If a record holds a picture, omit the picture, but copy everything else below exactly.

◇ ◇ ◇

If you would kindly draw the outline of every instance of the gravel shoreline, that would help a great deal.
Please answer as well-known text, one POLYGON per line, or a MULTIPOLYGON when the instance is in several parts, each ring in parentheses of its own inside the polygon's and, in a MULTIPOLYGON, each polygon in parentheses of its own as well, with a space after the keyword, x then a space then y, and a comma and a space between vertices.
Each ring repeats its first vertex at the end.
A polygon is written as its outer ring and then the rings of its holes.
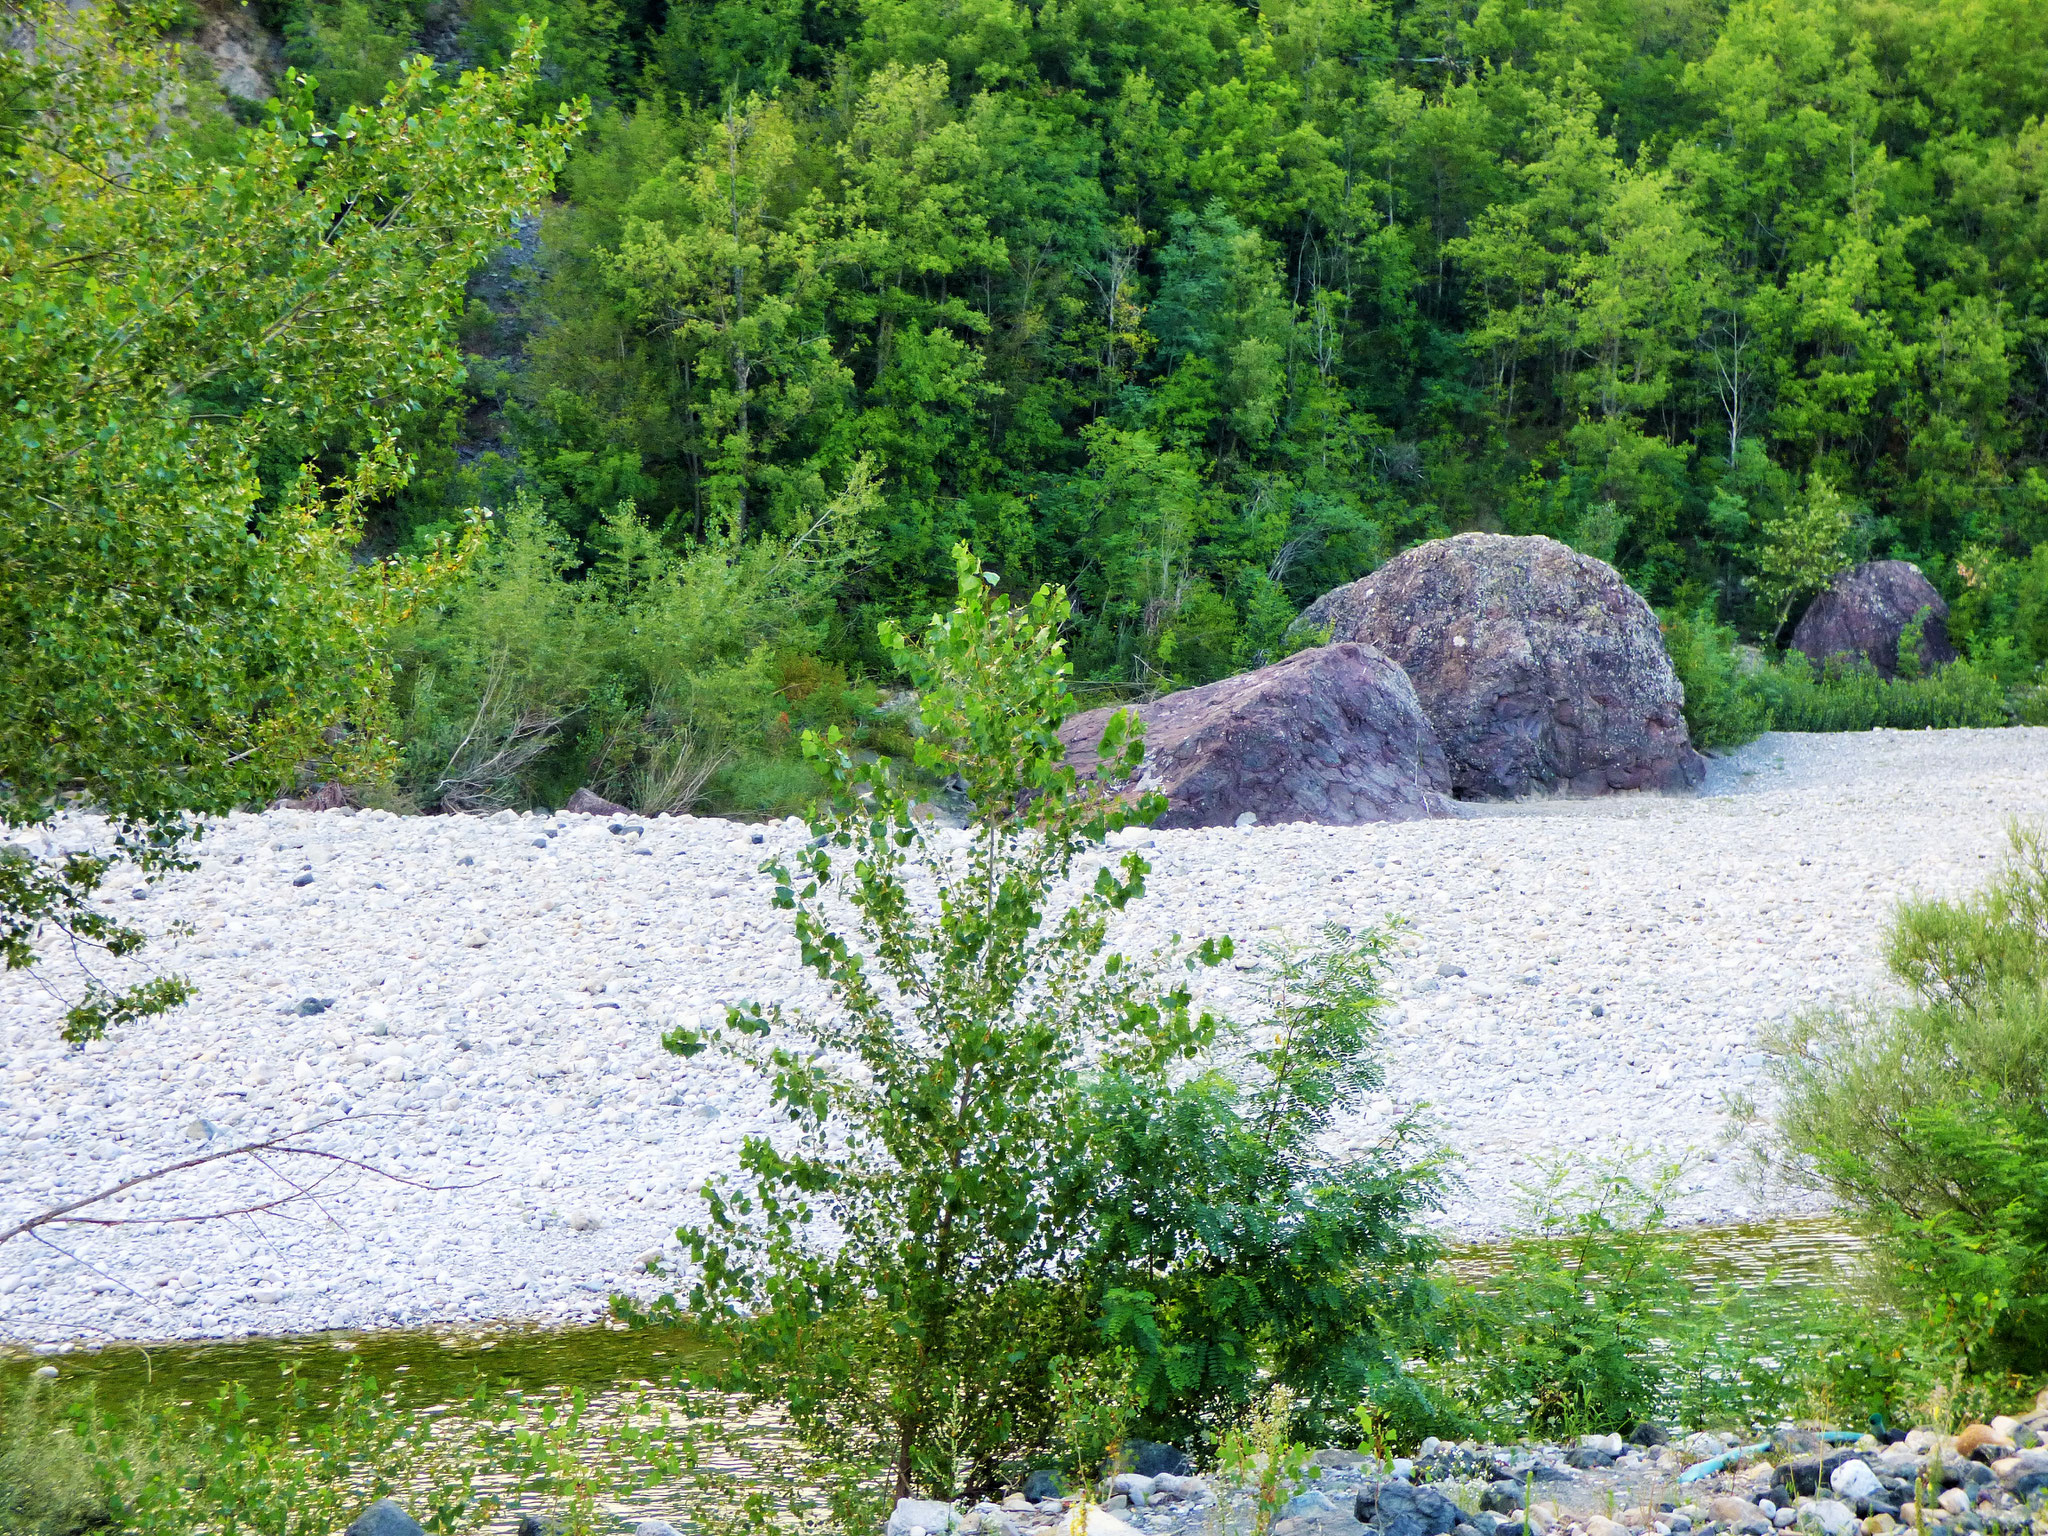
MULTIPOLYGON (((1683 1219, 1738 1221, 1811 1209, 1724 1140, 1730 1101, 1758 1089, 1759 1028, 1879 985, 1894 902, 1976 885, 2006 822, 2044 813, 2048 729, 1772 735, 1696 796, 1147 833, 1152 894, 1121 947, 1227 932, 1249 963, 1325 920, 1399 915, 1386 1089, 1340 1145, 1426 1104, 1461 1157, 1442 1221, 1462 1237, 1513 1223, 1536 1159, 1631 1148, 1686 1161, 1683 1219)), ((755 872, 801 836, 509 813, 217 824, 197 871, 118 903, 170 935, 148 958, 190 976, 194 1003, 78 1053, 56 998, 0 977, 0 1224, 344 1115, 323 1145, 437 1187, 344 1169, 274 1215, 74 1228, 69 1255, 16 1239, 0 1340, 563 1322, 651 1293, 645 1261, 696 1214, 689 1191, 772 1124, 758 1085, 658 1036, 818 995, 755 872)), ((1253 980, 1218 978, 1215 1001, 1253 980)), ((130 1209, 279 1190, 226 1167, 159 1188, 130 1209)))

◇ ◇ ◇

- [Output of the task]:
If you would kindly draw the outline of every instance of the gravel shoreline, that would help a great deal.
Please answer as well-known text, one POLYGON per line, or a MULTIPOLYGON when the instance is in several parts, each ring in parentheses of its own inside the polygon's and, in a MULTIPOLYGON, each polygon in parentheses of its own as well, with a space after the keyword, x then a space then y, and a comma and a space between vertices.
Each ring repeats its first vertex at the end.
A polygon is written as its outer ring and then the rings of its holes.
MULTIPOLYGON (((1683 1219, 1738 1221, 1811 1209, 1724 1140, 1730 1101, 1758 1089, 1759 1028, 1879 985, 1894 902, 1976 885, 2006 822, 2044 813, 2048 729, 1772 735, 1696 796, 1147 833, 1152 894, 1121 947, 1227 932, 1249 963, 1325 920, 1399 915, 1386 1089, 1340 1145, 1426 1104, 1461 1157, 1442 1221, 1462 1237, 1513 1223, 1536 1159, 1631 1148, 1686 1161, 1683 1219)), ((755 872, 801 836, 509 813, 217 824, 197 871, 118 903, 170 935, 148 958, 190 976, 194 1003, 78 1053, 56 998, 0 977, 0 1224, 344 1115, 323 1145, 437 1187, 344 1169, 274 1215, 74 1228, 69 1255, 16 1239, 0 1340, 563 1322, 651 1293, 645 1261, 696 1214, 689 1191, 772 1124, 758 1085, 658 1036, 818 995, 755 872)), ((1253 980, 1218 978, 1215 1001, 1253 980)), ((130 1209, 279 1190, 226 1167, 159 1188, 130 1209)))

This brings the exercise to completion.